### [WRITTEN PROBLEM]
Write each line word for word, from the line that contains "Please identify the eave" through the last line of the material below.

Dataset entries

------------------------------------

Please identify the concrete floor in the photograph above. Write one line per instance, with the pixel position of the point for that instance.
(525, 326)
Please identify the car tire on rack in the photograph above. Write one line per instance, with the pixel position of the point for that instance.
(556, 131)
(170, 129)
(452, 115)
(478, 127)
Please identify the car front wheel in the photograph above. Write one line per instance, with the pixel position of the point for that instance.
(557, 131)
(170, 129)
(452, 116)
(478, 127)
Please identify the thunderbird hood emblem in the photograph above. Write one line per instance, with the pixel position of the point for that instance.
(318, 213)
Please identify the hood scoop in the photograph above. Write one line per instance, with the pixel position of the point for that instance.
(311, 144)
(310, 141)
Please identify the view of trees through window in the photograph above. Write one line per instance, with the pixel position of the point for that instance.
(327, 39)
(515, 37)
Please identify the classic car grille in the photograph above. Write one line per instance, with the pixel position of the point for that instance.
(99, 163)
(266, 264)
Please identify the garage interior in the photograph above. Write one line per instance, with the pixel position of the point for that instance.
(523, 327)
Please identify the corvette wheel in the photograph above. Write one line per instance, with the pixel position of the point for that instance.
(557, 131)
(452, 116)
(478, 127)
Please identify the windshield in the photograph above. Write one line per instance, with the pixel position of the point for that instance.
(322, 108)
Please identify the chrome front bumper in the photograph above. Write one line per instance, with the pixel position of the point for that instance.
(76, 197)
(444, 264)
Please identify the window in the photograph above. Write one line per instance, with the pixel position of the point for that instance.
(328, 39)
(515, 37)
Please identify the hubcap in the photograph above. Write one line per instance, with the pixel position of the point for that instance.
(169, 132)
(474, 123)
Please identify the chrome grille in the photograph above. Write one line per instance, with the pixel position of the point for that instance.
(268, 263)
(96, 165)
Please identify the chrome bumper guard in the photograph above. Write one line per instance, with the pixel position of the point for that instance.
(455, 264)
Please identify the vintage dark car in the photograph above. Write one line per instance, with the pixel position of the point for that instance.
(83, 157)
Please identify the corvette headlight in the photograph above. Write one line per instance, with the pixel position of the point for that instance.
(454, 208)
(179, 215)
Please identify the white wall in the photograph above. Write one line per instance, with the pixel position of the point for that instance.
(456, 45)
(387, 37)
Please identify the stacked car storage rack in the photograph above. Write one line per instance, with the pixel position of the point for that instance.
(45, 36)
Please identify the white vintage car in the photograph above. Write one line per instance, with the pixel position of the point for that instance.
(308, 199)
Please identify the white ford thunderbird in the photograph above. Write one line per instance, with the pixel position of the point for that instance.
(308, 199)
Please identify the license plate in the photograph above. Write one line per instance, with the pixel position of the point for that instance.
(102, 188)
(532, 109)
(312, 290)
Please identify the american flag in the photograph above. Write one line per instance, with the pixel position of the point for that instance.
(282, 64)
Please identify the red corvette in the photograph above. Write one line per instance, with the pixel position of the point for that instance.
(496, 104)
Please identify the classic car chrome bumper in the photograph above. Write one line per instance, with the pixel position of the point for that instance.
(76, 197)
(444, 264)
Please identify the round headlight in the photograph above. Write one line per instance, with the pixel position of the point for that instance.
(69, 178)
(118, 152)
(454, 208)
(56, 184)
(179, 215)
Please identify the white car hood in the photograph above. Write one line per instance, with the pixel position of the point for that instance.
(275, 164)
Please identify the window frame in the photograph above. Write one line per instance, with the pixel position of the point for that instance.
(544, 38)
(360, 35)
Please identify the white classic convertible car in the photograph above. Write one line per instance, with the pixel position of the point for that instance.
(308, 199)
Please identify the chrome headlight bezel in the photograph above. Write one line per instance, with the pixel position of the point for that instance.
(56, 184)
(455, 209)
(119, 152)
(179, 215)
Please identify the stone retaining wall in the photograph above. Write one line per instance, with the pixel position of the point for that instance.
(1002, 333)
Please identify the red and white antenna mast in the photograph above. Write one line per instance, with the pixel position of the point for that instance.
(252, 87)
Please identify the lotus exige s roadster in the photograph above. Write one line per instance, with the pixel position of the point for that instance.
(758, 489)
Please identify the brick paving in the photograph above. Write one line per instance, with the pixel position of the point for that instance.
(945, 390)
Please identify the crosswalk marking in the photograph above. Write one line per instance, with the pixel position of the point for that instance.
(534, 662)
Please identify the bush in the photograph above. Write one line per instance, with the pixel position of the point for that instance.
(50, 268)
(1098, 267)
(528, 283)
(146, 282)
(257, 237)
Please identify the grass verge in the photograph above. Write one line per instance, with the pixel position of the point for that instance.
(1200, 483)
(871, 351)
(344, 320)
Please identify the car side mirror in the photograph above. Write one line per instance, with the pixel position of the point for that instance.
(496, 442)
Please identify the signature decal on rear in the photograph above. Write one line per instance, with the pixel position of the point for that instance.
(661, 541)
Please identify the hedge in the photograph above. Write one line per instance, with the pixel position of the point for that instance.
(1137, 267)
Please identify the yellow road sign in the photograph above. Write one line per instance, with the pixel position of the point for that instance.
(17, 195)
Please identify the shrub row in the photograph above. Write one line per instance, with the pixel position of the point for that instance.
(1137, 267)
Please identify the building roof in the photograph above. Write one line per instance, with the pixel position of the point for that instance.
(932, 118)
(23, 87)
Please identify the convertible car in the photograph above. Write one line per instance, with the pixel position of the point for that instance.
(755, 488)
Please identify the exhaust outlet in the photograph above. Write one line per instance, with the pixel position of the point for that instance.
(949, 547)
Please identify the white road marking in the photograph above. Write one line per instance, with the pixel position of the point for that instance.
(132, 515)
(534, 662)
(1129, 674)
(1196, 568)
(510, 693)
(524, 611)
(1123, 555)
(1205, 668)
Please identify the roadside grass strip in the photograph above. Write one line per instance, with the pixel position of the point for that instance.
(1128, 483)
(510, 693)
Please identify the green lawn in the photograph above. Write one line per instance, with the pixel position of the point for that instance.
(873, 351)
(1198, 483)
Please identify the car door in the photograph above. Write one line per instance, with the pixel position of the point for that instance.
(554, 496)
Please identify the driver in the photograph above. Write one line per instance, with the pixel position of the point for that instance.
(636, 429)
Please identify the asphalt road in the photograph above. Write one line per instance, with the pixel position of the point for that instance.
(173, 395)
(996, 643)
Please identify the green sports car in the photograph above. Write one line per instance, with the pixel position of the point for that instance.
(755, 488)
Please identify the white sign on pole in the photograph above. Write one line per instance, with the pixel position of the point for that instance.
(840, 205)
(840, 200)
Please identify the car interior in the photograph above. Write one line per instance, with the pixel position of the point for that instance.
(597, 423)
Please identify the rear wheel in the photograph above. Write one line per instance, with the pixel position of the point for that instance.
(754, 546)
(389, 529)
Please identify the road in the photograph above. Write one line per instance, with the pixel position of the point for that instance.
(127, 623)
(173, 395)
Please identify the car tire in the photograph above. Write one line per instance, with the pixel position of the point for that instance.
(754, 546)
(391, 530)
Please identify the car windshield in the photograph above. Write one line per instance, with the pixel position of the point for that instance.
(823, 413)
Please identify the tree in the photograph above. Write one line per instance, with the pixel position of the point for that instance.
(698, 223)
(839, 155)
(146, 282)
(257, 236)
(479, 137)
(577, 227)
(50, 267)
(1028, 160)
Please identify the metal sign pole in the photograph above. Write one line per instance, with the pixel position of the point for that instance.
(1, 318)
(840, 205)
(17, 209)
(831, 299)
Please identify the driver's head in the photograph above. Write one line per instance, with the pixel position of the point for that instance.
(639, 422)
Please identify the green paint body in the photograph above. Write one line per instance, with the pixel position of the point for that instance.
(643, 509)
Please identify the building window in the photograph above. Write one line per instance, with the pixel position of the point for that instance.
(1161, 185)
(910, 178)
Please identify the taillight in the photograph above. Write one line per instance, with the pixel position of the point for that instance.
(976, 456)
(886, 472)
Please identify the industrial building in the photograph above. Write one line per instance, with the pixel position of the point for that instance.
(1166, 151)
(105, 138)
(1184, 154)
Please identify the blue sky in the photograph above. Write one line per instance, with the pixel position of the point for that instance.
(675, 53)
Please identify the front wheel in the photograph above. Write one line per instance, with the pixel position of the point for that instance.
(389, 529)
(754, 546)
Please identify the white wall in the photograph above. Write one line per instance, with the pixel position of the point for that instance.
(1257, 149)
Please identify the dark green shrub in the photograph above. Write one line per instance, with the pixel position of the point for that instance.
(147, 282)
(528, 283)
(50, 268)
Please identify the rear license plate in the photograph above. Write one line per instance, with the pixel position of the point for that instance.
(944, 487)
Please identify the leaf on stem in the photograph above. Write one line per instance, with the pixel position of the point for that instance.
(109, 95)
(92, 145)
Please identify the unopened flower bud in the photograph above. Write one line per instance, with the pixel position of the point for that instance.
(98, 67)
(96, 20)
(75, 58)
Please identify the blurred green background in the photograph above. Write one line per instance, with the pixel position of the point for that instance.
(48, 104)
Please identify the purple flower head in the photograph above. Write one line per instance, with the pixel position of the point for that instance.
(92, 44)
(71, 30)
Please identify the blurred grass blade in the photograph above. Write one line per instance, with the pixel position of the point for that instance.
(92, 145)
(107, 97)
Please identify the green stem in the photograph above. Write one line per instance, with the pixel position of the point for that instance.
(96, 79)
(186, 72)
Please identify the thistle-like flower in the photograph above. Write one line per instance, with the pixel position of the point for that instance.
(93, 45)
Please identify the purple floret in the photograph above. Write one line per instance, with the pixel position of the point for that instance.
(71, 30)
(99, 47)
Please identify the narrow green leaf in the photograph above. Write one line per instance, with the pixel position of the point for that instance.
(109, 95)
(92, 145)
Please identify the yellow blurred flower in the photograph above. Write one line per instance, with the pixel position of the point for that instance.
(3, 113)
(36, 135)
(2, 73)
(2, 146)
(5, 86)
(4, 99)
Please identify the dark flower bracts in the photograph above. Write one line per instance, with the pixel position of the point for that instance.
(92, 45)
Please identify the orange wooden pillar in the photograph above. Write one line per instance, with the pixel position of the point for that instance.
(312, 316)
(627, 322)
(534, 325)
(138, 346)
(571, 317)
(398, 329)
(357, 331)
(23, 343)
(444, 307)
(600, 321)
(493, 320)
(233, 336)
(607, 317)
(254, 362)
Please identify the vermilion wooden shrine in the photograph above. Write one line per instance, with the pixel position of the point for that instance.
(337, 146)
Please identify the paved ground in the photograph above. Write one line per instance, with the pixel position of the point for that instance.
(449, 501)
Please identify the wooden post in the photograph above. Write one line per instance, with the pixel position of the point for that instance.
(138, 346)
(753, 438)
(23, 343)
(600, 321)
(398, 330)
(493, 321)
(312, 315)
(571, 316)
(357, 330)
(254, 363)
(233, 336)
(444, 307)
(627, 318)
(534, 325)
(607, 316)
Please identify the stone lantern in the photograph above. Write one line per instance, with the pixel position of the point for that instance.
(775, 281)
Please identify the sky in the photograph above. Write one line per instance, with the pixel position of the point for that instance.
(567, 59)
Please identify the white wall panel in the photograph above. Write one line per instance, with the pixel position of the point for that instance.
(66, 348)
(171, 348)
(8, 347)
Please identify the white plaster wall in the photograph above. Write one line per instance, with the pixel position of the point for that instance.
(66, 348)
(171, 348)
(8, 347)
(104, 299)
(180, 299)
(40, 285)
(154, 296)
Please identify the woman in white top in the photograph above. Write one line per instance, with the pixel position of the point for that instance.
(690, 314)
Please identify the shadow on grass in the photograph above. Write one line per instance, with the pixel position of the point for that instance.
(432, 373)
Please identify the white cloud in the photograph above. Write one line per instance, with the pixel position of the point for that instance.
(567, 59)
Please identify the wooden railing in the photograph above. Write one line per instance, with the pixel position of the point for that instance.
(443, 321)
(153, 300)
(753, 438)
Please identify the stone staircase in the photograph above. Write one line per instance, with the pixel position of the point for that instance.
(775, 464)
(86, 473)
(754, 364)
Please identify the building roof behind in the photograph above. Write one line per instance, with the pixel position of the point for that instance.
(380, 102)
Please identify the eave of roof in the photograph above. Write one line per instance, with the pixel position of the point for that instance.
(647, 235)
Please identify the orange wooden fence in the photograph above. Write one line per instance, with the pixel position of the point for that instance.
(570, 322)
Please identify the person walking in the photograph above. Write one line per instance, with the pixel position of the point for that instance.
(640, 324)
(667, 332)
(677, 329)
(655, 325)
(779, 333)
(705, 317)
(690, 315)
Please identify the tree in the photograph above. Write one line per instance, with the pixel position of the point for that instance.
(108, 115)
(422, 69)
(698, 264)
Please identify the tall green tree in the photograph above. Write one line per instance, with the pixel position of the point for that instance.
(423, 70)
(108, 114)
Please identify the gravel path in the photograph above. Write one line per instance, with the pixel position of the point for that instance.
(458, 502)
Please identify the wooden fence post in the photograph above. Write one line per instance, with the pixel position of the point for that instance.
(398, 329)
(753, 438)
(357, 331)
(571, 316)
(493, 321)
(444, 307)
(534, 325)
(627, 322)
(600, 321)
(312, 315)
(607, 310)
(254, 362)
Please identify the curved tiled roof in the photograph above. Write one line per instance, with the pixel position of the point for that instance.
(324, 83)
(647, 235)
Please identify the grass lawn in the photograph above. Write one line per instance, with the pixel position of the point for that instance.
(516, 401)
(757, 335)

------------------------------------

### [RESULT BELOW]
Please identify the eave of roof in the photograph above. Write one line per instance, with the pixel position of the point for that instance.
(647, 235)
Please identify the orange wooden fence in the photograph above. Write one line per instance, with the pixel position of the point for that instance.
(570, 322)
Please identify the person walking in the photograph above. Write one line per instance, with the pixel position of the point for that instance.
(640, 324)
(667, 332)
(677, 329)
(655, 325)
(779, 333)
(705, 317)
(690, 315)
Please identify the tree in the photograph above. Write one line per instance, with the pixel position of the point for that instance.
(108, 115)
(422, 69)
(698, 264)
Please identify the tall green tree in the photograph above. Write one line per instance, with the pixel position of the point for that instance.
(423, 70)
(108, 114)
Please identify the gravel path in the photograph above. Write one line per instance, with the pixel position of the point for that instance.
(458, 502)
Please identify the wooden fence post in the photograph above. Write one line per instance, with the pixel position of the point for that instance.
(398, 329)
(753, 438)
(357, 331)
(571, 316)
(493, 321)
(444, 307)
(534, 325)
(627, 322)
(600, 321)
(312, 315)
(607, 310)
(254, 362)
Please identify the curved tiled roof in the photograph above. Write one line per instance, with the pixel position of the point for that instance.
(324, 83)
(647, 235)
Please identify the grass lawn in the photograph above. Write one line per instance, with the pixel position of the point for that instance.
(516, 401)
(757, 335)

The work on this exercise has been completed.